2.4. Catalytic OER Activity

The OER performance of the CoMn₂O₄ electrodes were evaluated using a standard three-electrode electrochemical configuration connected to an electrochemical workstation (VersaSTAT, Ametek Scientific Instruments, Berwyn, PA, USA). The formed CoMn₂O₄ electrode films grown on stainless-steel substrates were used as the working electrodes. A platinum mesh and a saturated calomel electrode (SCE, occupied with the saturated KCl solution) were employed as the counter and reference electrodes, respectively. All electrochemical measurements were conducted in 1.0 M KOH aqueous electrolyte at room temperature. The linear sweep voltammetry (LSV) curves were carried out at a scan rate of 1.0 mV s⁻¹ in the potential window of 0.0 to 1.3 V (vs. SCE). The measured potentials were converted to the reversible hydrogen electrode (RHE) scale according to the following equation [32]:

E_RHE = E_SCE° + E_SCE + (pH × 0.059),

(9)

GIVEN TASK 1: Can you add 24 to every coordinate in the point answers and give back all the rows in full, requests included?
The passage and the rows share no subject matter.

STORED DATA:
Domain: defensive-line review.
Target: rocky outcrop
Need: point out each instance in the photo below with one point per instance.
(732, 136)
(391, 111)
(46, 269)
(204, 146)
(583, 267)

GIVEN TASK 2: Could you output the passage on catalytic OER activity again, word for word and in full?

WRITTEN ANSWER 1:
Domain: defensive-line review.
Target: rocky outcrop
Need: point out each instance in the photo below with one point per instance.
(756, 160)
(415, 135)
(70, 293)
(228, 170)
(607, 291)

WRITTEN ANSWER 2:
2.4. Catalytic OER Activity

The OER performance of the CoMn₂O₄ electrodes were evaluated using a standard three-electrode electrochemical configuration connected to an electrochemical workstation (VersaSTAT, Ametek Scientific Instruments, Berwyn, PA, USA). The formed CoMn₂O₄ electrode films grown on stainless-steel substrates were used as the working electrodes. A platinum mesh and a saturated calomel electrode (SCE, occupied with the saturated KCl solution) were employed as the counter and reference electrodes, respectively. All electrochemical measurements were conducted in 1.0 M KOH aqueous electrolyte at room temperature. The linear sweep voltammetry (LSV) curves were carried out at a scan rate of 1.0 mV s⁻¹ in the potential window of 0.0 to 1.3 V (vs. SCE). The measured potentials were converted to the reversible hydrogen electrode (RHE) scale according to the following equation [32]:

E_RHE = E_SCE° + E_SCE + (pH × 0.059),

(9)